### [Direction A]
Could you extract, word for word, the stretch of the CI root cause analysis guide from "When to Use" through "saved to /tmp/kagenti/rca/."?

### [Extracted text]

━━━

RCA-CI: Root Cause Analysis from CI Logs

Systematic root cause analysis when you only have access to CI logs and artifacts.

rca:ci vs rca:hypershift

Aspect	`rca:ci`	`rca:hypershift`
Access	CI logs only	Full cluster access
Data	Static artifacts	Live state + logs
When	CI failure, no cluster	Have running cluster
Escalate	→ `rca:hypershift` if need live debugging	N/A

When to Use

•CI pipeline failed
•No HyperShift cluster available
•Need to understand failure before deciding on fix
•Before using tdd:ci to iterate on fixes

Auto-approved: gh commands for downloading CI logs and artifacts are auto-approved. Analysis output is saved to /tmp/kagenti/rca/.

RCA Workflow

code

┌─────────────────────────────────────────────────────────────────┐
│  1. GATHER                                                      │
│     ├─ Download CI logs                                         │
│     ├─ Get test output                                          │
│     └─ Check artifacts                                          │
├─────────────────────────────────────────────────────────────────┤
│  2. ISOLATE                                                     │
│     ├─ Find first failure                                       │
│     ├─ Trace error chain                                        │
│     └─ Identify failing component                               │
├─────────────────────────────────────────────────────────────────┤
│  3. HYPOTHESIZE                                                 │
│     ├─ List possible causes                                     │
│     ├─ Rank by likelihood                                       │
│     └─ Identify evidence needed                                 │
├─────────────────────────────────────────────────────────────────┤
│  4. VERIFY                                                      │
│     ├─ Check logs for evidence                                  │
│     ├─ Confirm or eliminate hypotheses                          │
│     └─ If inconclusive → escalate to rca:hypershift             │
├─────────────────────────────────────────────────────────────────┤
│  5. DOCUMENT                                                    │
│     ├─ Root cause identified                                    │
│     ├─ Evidence supporting conclusion                           │
│     └─ Proposed fix                                             │
└─────────────────────────────────────────────────────────────────┘

Phase 1: Gather CI Artifacts

Create working directory for analysis:

bash

mkdir -p /tmp/kagenti/rca

bash

# Get failed run ID
gh run list --status failure --limit 5

bash

# Download logs to working directory
gh run view <run-id> --log-failed > /tmp/kagenti/rca/failed-log.txt

bash

# View in browser for full context
gh run view <run-id> --web

bash

# Download all artifacts to working directory
gh run download <run-id> -D /tmp/kagenti/rca/artifacts

Phase 2: Isolate the Failure

Find First Error

bash

# Search for common error patterns in downloaded logs
grep -r "error\|Error\|ERROR\|failed\|Failed\|FAILED" ./*.txt | head -20

# Find assertion failures
grep -r "AssertionError\|assert\|FAILED" ./*.txt

# Find the first occurrence
grep -rn "error" ./*.txt | sort -t: -k2 -n | head -10

Error Chain Analysis

Work backwards from the failure:

•What test failed?

━━━

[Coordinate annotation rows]
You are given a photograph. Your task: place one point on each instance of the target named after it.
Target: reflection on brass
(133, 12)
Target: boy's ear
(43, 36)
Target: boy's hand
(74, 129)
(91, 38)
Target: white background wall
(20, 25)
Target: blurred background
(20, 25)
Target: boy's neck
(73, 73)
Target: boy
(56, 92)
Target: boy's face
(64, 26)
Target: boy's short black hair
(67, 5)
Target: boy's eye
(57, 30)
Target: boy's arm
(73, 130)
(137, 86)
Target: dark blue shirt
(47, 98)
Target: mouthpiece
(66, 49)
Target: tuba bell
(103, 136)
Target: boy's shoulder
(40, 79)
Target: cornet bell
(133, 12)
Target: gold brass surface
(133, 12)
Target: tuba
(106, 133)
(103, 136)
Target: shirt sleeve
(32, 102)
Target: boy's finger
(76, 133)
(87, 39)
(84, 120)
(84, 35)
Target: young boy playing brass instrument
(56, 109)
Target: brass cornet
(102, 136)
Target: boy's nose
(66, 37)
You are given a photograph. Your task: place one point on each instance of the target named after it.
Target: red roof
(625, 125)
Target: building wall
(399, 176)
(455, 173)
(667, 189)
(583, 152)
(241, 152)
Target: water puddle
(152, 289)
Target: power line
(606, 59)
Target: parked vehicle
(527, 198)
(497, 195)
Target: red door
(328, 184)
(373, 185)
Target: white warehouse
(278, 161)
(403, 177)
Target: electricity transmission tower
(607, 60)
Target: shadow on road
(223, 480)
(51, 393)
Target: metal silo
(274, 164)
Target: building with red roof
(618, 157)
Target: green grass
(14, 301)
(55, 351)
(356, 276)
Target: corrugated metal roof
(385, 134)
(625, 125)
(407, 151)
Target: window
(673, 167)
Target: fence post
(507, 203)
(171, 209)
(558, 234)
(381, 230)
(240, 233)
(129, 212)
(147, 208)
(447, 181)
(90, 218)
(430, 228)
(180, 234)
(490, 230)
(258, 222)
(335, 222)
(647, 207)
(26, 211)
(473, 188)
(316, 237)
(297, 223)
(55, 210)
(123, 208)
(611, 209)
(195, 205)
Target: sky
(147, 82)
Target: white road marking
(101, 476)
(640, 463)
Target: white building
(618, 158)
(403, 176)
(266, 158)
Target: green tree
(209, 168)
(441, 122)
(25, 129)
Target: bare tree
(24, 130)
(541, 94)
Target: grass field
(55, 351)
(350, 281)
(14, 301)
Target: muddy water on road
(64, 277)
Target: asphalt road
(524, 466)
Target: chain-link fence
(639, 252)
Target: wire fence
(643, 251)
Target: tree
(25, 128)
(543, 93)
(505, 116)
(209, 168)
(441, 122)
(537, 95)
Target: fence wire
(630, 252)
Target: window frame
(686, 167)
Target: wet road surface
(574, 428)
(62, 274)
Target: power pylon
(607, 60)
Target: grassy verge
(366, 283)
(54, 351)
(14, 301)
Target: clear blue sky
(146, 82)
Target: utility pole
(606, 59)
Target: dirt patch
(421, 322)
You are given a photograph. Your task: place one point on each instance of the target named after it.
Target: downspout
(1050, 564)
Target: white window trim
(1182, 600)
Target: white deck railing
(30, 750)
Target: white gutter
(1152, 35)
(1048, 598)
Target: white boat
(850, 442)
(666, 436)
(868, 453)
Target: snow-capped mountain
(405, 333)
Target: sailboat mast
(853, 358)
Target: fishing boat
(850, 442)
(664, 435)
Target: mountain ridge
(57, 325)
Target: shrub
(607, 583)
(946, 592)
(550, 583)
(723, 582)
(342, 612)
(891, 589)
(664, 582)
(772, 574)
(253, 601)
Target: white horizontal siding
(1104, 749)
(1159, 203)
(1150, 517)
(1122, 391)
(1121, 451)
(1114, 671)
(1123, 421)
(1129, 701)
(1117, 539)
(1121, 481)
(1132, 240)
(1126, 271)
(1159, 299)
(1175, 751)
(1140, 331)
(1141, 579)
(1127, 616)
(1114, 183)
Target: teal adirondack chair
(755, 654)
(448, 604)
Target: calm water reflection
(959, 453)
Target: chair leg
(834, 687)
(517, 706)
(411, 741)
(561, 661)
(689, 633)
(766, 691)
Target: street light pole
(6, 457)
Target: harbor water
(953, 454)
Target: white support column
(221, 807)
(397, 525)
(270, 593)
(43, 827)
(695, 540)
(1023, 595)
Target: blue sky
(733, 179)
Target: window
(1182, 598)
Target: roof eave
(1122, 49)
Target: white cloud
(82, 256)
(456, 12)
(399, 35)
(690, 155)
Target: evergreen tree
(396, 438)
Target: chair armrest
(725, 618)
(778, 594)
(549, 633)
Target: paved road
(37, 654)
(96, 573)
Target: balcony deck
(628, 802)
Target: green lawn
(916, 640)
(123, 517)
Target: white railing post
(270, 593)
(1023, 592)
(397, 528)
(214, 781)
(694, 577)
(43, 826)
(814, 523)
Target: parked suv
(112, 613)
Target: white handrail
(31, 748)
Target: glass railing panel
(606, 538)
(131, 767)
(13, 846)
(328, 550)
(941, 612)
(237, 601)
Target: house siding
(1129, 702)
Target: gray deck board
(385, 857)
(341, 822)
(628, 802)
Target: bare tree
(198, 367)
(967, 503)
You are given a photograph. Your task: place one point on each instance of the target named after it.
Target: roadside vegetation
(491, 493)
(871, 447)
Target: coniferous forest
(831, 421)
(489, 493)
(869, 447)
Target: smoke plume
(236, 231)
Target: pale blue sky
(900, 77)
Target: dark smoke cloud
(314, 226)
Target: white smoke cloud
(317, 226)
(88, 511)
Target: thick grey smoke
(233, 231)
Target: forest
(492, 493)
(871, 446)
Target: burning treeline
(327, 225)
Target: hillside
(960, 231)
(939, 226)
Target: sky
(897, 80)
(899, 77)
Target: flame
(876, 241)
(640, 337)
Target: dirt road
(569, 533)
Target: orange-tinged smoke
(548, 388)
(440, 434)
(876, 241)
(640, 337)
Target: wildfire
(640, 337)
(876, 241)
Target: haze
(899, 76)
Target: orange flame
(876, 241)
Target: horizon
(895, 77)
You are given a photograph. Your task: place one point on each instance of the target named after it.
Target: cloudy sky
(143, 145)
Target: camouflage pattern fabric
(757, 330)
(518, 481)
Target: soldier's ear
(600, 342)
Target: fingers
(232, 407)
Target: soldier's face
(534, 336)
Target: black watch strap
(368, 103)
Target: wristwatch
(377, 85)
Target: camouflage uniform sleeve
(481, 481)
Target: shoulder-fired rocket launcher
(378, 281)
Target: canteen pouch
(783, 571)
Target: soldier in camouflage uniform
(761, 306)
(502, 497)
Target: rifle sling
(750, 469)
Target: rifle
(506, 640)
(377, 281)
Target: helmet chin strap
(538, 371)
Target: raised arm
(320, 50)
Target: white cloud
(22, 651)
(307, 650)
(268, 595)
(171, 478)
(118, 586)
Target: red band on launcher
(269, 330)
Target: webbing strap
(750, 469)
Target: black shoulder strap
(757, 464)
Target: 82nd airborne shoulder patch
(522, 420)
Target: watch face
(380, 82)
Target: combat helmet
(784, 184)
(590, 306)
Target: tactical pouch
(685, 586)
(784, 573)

━━━

### [Direction B]
Can you copy verbatim the stretch of the rows above from the line containing "Target: wet road surface" through the line containing "(1048, 598)"?

### [Written solution A]
When to Use

•CI pipeline failed
•No HyperShift cluster available
•Need to understand failure before deciding on fix
•Before using tdd:ci to iterate on fixes

Auto-approved: gh commands for downloading CI logs and artifacts are auto-approved. Analysis output is saved to /tmp/kagenti/rca/.

### [Written solution B]
Target: wet road surface
(574, 428)
(62, 274)
Target: power pylon
(607, 60)
Target: grassy verge
(366, 283)
(54, 351)
(14, 301)
Target: clear blue sky
(146, 82)
Target: utility pole
(606, 59)
Target: dirt patch
(421, 322)
You are given a photograph. Your task: place one point on each instance of the target named after it.
Target: downspout
(1050, 564)
Target: white window trim
(1182, 600)
Target: white deck railing
(30, 750)
Target: white gutter
(1152, 35)
(1048, 598)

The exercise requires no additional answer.